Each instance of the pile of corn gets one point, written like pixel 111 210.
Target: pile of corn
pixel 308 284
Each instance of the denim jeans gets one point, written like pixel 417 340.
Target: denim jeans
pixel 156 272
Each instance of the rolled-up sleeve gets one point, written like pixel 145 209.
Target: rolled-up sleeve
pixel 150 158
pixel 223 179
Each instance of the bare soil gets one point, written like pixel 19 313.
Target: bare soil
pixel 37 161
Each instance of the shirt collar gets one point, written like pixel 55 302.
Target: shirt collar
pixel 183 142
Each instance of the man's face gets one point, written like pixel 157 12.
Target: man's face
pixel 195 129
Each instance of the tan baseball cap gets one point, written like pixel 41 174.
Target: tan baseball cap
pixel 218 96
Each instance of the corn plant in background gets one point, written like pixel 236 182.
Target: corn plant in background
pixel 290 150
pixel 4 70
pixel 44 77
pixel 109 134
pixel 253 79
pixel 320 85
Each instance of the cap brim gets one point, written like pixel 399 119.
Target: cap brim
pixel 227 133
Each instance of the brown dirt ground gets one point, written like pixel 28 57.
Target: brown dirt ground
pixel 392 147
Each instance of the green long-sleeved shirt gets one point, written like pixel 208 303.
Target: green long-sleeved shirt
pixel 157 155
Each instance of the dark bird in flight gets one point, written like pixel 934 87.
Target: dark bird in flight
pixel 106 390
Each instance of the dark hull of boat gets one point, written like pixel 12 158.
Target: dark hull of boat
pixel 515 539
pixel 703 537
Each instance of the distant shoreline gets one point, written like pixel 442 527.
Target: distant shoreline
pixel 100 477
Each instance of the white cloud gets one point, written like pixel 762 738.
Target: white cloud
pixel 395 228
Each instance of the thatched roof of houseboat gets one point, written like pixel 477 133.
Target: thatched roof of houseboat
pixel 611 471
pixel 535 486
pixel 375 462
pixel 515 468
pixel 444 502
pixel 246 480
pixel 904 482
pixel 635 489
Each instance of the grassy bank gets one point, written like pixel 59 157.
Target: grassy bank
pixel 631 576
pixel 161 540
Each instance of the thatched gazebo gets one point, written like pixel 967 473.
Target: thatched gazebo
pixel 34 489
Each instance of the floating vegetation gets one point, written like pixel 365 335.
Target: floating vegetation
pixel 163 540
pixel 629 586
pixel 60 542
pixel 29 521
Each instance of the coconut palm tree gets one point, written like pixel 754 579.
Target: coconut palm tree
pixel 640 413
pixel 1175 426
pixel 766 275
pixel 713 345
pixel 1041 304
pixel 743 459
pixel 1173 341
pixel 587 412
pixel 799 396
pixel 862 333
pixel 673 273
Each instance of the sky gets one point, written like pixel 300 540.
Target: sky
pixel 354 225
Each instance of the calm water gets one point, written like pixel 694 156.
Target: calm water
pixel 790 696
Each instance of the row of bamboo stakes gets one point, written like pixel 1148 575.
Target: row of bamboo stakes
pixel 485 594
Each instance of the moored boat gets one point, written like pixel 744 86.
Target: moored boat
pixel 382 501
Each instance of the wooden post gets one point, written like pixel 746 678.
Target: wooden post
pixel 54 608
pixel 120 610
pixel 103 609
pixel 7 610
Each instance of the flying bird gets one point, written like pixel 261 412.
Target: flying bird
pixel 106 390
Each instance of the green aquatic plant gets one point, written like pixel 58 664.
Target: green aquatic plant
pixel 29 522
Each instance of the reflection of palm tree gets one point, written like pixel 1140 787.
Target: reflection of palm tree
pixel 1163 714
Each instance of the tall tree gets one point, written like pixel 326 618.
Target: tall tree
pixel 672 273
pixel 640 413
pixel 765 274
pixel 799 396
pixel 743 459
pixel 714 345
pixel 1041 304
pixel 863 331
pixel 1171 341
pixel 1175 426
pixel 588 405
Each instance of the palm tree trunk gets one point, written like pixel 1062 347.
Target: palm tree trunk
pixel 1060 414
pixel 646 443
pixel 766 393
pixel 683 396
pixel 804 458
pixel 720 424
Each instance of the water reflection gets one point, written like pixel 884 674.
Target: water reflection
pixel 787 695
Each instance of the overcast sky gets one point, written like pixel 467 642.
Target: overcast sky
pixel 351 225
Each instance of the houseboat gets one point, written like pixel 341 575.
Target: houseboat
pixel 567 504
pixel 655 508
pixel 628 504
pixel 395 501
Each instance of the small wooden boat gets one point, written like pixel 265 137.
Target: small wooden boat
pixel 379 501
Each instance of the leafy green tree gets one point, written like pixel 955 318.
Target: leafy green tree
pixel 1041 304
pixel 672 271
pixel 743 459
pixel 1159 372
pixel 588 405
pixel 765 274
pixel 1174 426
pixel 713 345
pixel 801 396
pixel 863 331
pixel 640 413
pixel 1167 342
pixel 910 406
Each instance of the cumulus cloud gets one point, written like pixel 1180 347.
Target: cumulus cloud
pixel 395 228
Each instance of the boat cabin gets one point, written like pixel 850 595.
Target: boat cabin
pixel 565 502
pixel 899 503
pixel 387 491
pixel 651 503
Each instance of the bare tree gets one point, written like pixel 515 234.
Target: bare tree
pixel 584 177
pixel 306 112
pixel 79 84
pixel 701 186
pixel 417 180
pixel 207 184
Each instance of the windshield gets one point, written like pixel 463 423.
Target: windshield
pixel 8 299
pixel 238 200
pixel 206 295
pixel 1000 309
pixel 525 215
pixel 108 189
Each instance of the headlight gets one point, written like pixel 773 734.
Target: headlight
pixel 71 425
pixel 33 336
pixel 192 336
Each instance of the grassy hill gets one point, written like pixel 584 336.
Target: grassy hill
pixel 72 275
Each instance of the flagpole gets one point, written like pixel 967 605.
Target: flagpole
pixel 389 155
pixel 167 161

» **YOUR INSTRUCTIONS**
Retype every one of the records above word for word, with no changes.

» **THE RESPONSE**
Each instance of the pile of corn gets one point, written like pixel 111 210.
Target: pile of corn
pixel 308 284
Each instance of the denim jeans gets one point, written like pixel 417 340.
Target: denim jeans
pixel 156 272
Each instance of the rolled-up sleeve gets one point, written like pixel 145 209.
Target: rolled-up sleeve
pixel 150 158
pixel 223 179
Each instance of the bare soil gets one point, written like pixel 19 313.
Target: bare soil
pixel 37 161
Each instance of the shirt collar gets one point, written like pixel 55 302.
Target: shirt collar
pixel 183 142
Each instance of the man's face gets one point, written like pixel 157 12.
Target: man's face
pixel 195 129
Each instance of the tan baseball cap gets one point, written like pixel 41 174.
Target: tan baseball cap
pixel 218 96
Each instance of the corn plant in background gets one point, written like pixel 236 182.
Target: corn plant in background
pixel 290 150
pixel 4 70
pixel 44 77
pixel 109 134
pixel 253 79
pixel 320 85
Each instance of the cap brim gets one point, written like pixel 399 119.
Target: cap brim
pixel 227 133
Each instance of the brown dirt ground gets one point, written like pixel 28 57.
Target: brown dirt ground
pixel 392 147
Each instance of the green long-sleeved shirt gets one point, written like pixel 208 303.
Target: green long-sleeved shirt
pixel 157 155
Each instance of the dark bird in flight gets one point, written like pixel 934 87.
Target: dark bird in flight
pixel 106 390
Each instance of the dark hull of boat gets one point, written like pixel 12 158.
Target: dark hull of boat
pixel 515 539
pixel 703 537
Each instance of the distant shoreline gets one point, written like pixel 442 527.
Target: distant shoreline
pixel 100 477
Each instance of the white cloud gets one point, written like pixel 762 738.
Target: white cloud
pixel 395 228
Each instance of the thatched roof of houseboat gets one point, written like pixel 477 133.
Target: thatched roof of houseboat
pixel 611 471
pixel 535 486
pixel 375 462
pixel 515 468
pixel 444 502
pixel 246 480
pixel 904 482
pixel 635 489
Each instance of the grassy bank gets one point, written like pixel 59 157.
Target: grassy bank
pixel 631 576
pixel 161 540
Each instance of the thatched gazebo gets one point, written like pixel 967 473.
Target: thatched gazebo
pixel 34 489
Each instance of the floating vegetation gets one point, written like pixel 365 335.
Target: floating vegetation
pixel 163 540
pixel 629 586
pixel 60 542
pixel 29 521
Each instance of the coconut palm tree gets one point, written like pixel 754 579.
Target: coconut palm tree
pixel 640 413
pixel 1175 426
pixel 766 275
pixel 713 345
pixel 1041 304
pixel 743 459
pixel 1173 341
pixel 587 412
pixel 799 396
pixel 862 333
pixel 673 273
Each instance of the sky gets one point, written like pixel 300 540.
Target: sky
pixel 354 225
Each instance of the calm water gets one point, written like pixel 694 156.
Target: calm water
pixel 790 696
Each instance of the row of bamboo stakes gets one point, written like pixel 1148 575.
Target: row of bamboo stakes
pixel 485 594
Each instance of the moored boat gets one point, written like pixel 744 86.
Target: moored boat
pixel 382 501
Each instance of the wooden post gets one point, written like pixel 746 678.
Target: wooden post
pixel 54 608
pixel 120 610
pixel 103 609
pixel 7 610
Each instance of the flying bird gets one point, written like pixel 261 412.
Target: flying bird
pixel 106 390
Each instance of the green aquatic plant gets one point, written like pixel 58 664.
Target: green aquatic plant
pixel 29 522
Each instance of the reflection of palm tree gets one point, written like pixel 1140 787.
Target: reflection of palm tree
pixel 1163 714
Each instance of the tall tree gets one point, written like pixel 326 618.
Target: tall tree
pixel 672 273
pixel 640 413
pixel 765 274
pixel 799 396
pixel 743 459
pixel 714 345
pixel 1041 304
pixel 863 331
pixel 1171 341
pixel 1175 426
pixel 588 405
Each instance of the palm tree trunk gets one point, written like pixel 1062 347.
Target: palm tree trunk
pixel 1060 414
pixel 646 443
pixel 766 393
pixel 683 396
pixel 804 458
pixel 720 424
Each instance of the water reflection gets one point, written like pixel 884 674.
Target: water reflection
pixel 787 695
Each instance of the overcast sky gets one point, written like pixel 467 642.
Target: overcast sky
pixel 351 225
Each instance of the houseboat gets one point, written like pixel 341 575.
Target: houseboat
pixel 567 504
pixel 655 508
pixel 628 504
pixel 395 501
Each instance of the small wooden boat gets one point, written like pixel 265 137.
Target: small wooden boat
pixel 379 501
Each instance of the leafy green tree gets one point, written like pixel 955 318.
Target: leafy green tree
pixel 1041 304
pixel 672 271
pixel 743 459
pixel 1159 372
pixel 588 405
pixel 765 274
pixel 1174 426
pixel 713 345
pixel 801 396
pixel 863 331
pixel 640 413
pixel 1167 342
pixel 910 406
Each instance of the cumulus cloud gets one point, written like pixel 1180 347.
Target: cumulus cloud
pixel 395 228
Each instance of the boat cabin gets one point, written like pixel 850 595.
Target: boat cabin
pixel 565 502
pixel 899 503
pixel 387 491
pixel 651 503
Each instance of the bare tree gets one point, written like pixel 515 234.
Target: bare tree
pixel 584 177
pixel 306 112
pixel 79 84
pixel 701 186
pixel 417 180
pixel 207 184
Each instance of the windshield gets one point, written like pixel 463 423.
Target: windshield
pixel 8 299
pixel 238 200
pixel 206 295
pixel 1000 309
pixel 525 215
pixel 108 189
Each instance of the headlight gets one point, written like pixel 773 734.
Target: headlight
pixel 71 425
pixel 33 336
pixel 192 336
Each instance of the grassy hill gets one point, written like pixel 584 336.
Target: grassy hill
pixel 72 275
Each instance of the flagpole gets one point, written like pixel 967 605.
Target: flagpole
pixel 389 155
pixel 167 161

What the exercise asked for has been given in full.